XIST can also function in trans – on autosomes

In cells with XCD, i.e. in female naïve human pluripotent stem cells, human primordial germ cells and human pre-implantation embryos, XIST is in a non-typical, dispersed configuration wherein XIST foci are detected throughout a large portion of the nucleus. The significance of this dispersed configuration was unknown.

Surprisingly, we found that in addition to the X chromosome, XIST also targets specific autosomal regions, when it is in its dispersed configuration in human female naïve pluripotent stem cells. Like on the X-chromosome, XIST induces repressive chromatin changes and gene expression dampening at its autosomal targets (Dror et al, Cell, 2024). Thus, XIST equalizes X-linked gene dosage between male and female cells while inducing differences on autosomes. Intriguingly, we also found this dispersed Xist localization and autosomal binding in a brief window during the initiation of X-chromosome inactivation in the mouse system (Dror et al, Cell, 2024), indicating that the autosomal function of Xist is conserved.

Our work establishes a new role for XIST/Xist and shifts the paradigm from XIST/Xist being a cis-limited regulator to showing that it can also operate in trans. We suggest that autosomal regulation by XIST/Xist needs to be considered in cell types with a dispersed distribution of the RNA, which for example has been reported in immune and cancer cells. In immune cells, this autosomal action of XST might contribute to the female bias of autoimmune diseases. This is an exciting new perspective in XIST biology!

Inactive X-chromosome erosion in primed human pluripotent stem cells

The X-chromosome status of primed human pluripotent stem cells is complex. At earliest passage, female primed human pluripotent stem cells (hPSCs, including both embryonic stem cells and induced pluripotent stem cells) carry an inactive X chromosome expressing and coated with XIST RNA and one active X chromosome (Patel et al, Cell Reports, 2016, Tchieu et al, Cell Stem Cell, 2010). Over time in culture (~passage 5-15 after derivation of the lines), they lose XIST expression due to silencing by DNA methylation and a large subset of genes on the inactive X reactivates, resulting in higher dosage of these genes. The dysregulation of the Xi in female hPSCs is coined Xi-erosion and the deregulated inactive X chromosome, the eroded X (Xe). We showed that a defining feature of Xi erosion is that it cannot be undone, even during differentiation (Patel et al, Cell Reports, 2016). In other words, the aberrant X chromosome state of female hPSC lines is locked in place so that, upon differentiation, the re-activated parts of the Xe cannot be re-silenced, resulting in differentiated cells with an increased dose of eroded X-linked genes. Thus, downstream applications of primed human pluripotent stem cells (which is the state of pluripotent cells used by most labs) are adversely affected by the lack of proper X-chromosome dosage compensation. Intriguingly, we showed that the conversion to the naïve pluripotent state can erase the epigenetic abnormalities of the X found in primed pluripotent stem cells and allow for proper XCI upon differentiation (Sahakyan et al, Cell Stem Cell, 2016).

## REQUIRED ACTION:
Please copy the passage on XIST and the X chromosome word for word, everything from "Surprisingly, we found" down to "Xist is conserved.". The material comes from another source.

## PROVIDED MATERIAL:
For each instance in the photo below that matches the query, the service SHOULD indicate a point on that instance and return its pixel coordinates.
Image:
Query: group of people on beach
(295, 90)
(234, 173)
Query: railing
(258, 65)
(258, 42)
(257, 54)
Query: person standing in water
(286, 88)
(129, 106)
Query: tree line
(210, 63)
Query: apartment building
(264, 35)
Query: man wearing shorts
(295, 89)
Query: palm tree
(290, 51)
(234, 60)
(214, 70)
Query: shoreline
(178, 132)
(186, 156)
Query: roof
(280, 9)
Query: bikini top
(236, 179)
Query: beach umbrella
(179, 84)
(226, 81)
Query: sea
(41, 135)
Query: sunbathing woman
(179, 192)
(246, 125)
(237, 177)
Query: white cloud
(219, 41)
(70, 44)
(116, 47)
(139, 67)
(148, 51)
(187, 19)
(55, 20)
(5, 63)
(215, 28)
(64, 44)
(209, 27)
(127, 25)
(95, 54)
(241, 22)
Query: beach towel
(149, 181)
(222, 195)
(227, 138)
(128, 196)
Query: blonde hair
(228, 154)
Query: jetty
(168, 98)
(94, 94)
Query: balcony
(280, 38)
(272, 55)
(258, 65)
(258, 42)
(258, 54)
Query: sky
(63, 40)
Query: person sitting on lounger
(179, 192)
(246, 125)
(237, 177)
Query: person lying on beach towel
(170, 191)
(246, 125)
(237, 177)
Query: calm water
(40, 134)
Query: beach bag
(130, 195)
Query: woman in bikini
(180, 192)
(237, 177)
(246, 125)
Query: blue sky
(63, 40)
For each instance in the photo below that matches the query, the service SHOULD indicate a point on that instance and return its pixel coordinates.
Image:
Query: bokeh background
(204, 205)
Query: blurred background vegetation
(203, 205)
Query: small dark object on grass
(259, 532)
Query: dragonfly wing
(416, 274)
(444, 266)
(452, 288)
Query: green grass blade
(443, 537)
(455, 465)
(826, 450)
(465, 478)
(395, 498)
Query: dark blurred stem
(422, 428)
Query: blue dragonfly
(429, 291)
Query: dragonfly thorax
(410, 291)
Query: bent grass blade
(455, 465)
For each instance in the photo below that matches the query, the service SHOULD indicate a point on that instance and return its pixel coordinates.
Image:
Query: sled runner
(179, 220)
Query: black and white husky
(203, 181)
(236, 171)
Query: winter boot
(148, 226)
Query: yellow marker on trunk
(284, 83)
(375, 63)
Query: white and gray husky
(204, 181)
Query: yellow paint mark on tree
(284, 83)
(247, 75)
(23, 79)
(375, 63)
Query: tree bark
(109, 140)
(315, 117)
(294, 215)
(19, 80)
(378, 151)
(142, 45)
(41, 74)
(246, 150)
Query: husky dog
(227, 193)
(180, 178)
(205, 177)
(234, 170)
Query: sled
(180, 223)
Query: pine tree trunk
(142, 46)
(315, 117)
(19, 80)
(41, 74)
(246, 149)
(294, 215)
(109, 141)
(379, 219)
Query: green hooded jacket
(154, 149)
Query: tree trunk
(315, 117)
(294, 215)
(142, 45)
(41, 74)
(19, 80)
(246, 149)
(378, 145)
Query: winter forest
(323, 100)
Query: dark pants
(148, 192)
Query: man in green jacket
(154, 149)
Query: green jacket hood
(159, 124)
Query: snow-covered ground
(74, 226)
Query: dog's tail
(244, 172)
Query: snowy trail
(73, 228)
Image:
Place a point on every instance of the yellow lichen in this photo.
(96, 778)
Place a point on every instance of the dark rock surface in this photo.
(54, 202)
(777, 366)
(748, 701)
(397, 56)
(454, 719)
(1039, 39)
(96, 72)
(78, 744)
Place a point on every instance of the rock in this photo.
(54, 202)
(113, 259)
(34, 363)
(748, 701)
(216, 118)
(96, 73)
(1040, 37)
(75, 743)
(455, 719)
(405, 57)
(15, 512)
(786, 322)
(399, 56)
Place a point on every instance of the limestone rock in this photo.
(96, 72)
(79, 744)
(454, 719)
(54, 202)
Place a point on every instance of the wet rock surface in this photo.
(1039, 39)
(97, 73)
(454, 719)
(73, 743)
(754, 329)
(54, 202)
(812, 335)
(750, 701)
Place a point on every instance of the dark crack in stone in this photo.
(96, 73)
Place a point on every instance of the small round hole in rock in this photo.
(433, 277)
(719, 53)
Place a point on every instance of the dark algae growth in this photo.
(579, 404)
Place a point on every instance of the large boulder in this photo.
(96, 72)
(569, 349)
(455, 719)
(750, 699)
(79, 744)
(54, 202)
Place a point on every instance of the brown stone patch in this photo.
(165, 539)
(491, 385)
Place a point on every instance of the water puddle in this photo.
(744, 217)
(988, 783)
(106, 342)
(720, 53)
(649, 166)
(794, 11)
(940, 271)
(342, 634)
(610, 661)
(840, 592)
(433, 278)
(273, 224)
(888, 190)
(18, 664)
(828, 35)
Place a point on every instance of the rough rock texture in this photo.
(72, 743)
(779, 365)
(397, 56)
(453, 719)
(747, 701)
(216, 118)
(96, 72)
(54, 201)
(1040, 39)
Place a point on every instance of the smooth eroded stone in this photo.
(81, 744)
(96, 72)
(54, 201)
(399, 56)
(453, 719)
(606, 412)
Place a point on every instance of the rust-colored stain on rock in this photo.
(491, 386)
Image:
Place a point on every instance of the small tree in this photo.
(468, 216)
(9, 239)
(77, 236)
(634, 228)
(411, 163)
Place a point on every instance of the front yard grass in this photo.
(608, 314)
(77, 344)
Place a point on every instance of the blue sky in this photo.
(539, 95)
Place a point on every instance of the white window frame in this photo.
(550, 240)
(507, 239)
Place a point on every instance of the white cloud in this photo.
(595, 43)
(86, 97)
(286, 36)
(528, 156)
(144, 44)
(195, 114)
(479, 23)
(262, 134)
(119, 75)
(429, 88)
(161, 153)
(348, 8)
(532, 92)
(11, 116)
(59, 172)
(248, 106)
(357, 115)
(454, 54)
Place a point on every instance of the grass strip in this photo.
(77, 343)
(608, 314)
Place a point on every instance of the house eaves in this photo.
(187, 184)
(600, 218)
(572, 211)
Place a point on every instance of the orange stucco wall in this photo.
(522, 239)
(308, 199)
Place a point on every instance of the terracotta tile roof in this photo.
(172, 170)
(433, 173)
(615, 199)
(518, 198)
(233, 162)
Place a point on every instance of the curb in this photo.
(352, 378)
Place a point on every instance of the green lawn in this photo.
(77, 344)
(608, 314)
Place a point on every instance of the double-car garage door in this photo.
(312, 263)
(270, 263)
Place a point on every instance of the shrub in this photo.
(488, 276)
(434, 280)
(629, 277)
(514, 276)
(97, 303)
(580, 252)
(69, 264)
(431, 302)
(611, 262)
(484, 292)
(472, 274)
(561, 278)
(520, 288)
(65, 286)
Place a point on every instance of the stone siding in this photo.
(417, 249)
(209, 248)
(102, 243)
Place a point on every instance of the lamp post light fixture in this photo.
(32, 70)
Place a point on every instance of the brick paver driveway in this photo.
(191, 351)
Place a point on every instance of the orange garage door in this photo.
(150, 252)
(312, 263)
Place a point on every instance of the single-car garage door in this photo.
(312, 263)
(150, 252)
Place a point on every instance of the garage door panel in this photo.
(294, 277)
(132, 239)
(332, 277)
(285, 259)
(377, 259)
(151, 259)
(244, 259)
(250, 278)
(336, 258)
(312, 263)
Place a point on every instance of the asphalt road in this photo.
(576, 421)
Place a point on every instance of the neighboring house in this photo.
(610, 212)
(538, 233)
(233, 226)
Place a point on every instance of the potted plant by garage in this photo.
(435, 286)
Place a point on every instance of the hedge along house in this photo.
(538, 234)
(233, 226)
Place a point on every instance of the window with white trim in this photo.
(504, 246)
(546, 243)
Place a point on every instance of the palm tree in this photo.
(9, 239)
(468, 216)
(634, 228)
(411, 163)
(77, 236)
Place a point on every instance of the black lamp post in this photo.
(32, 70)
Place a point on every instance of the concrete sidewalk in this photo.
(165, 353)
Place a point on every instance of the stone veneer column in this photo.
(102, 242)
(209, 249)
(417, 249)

## RESULT OF THIS TASK:
Surprisingly, we found that in addition to the X chromosome, XIST also targets specific autosomal regions, when it is in its dispersed configuration in human female naïve pluripotent stem cells. Like on the X-chromosome, XIST induces repressive chromatin changes and gene expression dampening at its autosomal targets (Dror et al, Cell, 2024). Thus, XIST equalizes X-linked gene dosage between male and female cells while inducing differences on autosomes. Intriguingly, we also found this dispersed Xist localization and autosomal binding in a brief window during the initiation of X-chromosome inactivation in the mouse system (Dror et al, Cell, 2024), indicating that the autosomal function of Xist is conserved.